→ **EXERCÍCIO PROPOSTO 1**
Por favor, repita o trecho do texto sobre vinhos argentinos começando em "A felicidade, dizia" e seguindo até "hoje no país.".
→ **EXERCÍCIO PROPOSTO 2**
Resuma em duas frases o texto sobre vinhos argentinos.

→ **DOCUMENTO DE ORIGEM**
↓
A felicidade, dizia o modernista Oswald de Andrade, é a prova dos noves. A escolha de um (ou mais) vinho, tentando plagiar, é a prova dos 228. Explico, recentemente tive o privilégio de experimentar exatos 228 rótulos argentinos “in loco”. Foram almoços, degustações, minifeiras e visitas a vinícolas em território Argentino a convite da Wines of Argentina*. Deste mar de vinhos provados selecionei 50 rótulos que traduzem de alguma maneira a atual produção de tintos (mais estes) e brancos de qualidade que se faz hoje no país.
- Leia também: Você conhece vinho argentino? Um passeio pelas regiões vinícolas
- Leia também: Qual o melhor vinho argentino? Concurso escolhe os melhores em diferentes faixas de preço
Fui checar minhas anotações, as fotos dos rótulos e buscar na memória gustativa os vinhos que de alguma forma me impressionaram para esta seleção ViG (Vinho indicado pelo Gerosa) Argentina. Atenção, não se trata de uma lista dos melhores vinhos da Argentina, mas uma seleção da rica amostra de tintos e brancos que provei em uma semana em viagem por lá. Trata-se, como só pode ser, de uma seleção pessoal.
Por ser uma lista um pouco extensa, dividi a nota em várias partes, que serão publicadas ao longo da semana.
Para começar os vinhos de Salta/Cafayate e da Patagônia
Nas próximas notas, os vinhos indicados são da região de Mendoza – responsável por 80% da produção de tintos, brancos e espumantes no país
- grandes malbecs
- melhores vinhos de corte (blends).
↑
→ **DADOS DISPONÍVEIS**
↓
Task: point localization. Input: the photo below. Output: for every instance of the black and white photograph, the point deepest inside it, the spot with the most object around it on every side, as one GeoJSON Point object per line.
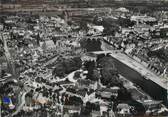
↑
→ **RESULTADO DA TAREFA 1**
A felicidade, dizia o modernista Oswald de Andrade, é a prova dos noves. A escolha de um (ou mais) vinho, tentando plagiar, é a prova dos 228. Explico, recentemente tive o privilégio de experimentar exatos 228 rótulos argentinos “in loco”. Foram almoços, degustações, minifeiras e visitas a vinícolas em território Argentino a convite da Wines of Argentina*. Deste mar de vinhos provados selecionei 50 rótulos que traduzem de alguma maneira a atual produção de tintos (mais estes) e brancos de qualidade que se faz hoje no país.

→ **RESULTADO DA TAREFA 2**
A seleção reúne 50 dos 228 rótulos argentinos provados em viagem ao país a convite da Wines of Argentina, e não é uma lista dos melhores vinhos da Argentina, mas uma escolha pessoal de tintos e brancos. Dividida em várias partes publicadas ao longo da semana, a lista começa pelos vinhos de Salta/Cafayate e da Patagônia e segue depois com os de Mendoza, região responsável por 80% da produção de tintos, brancos e espumantes no país.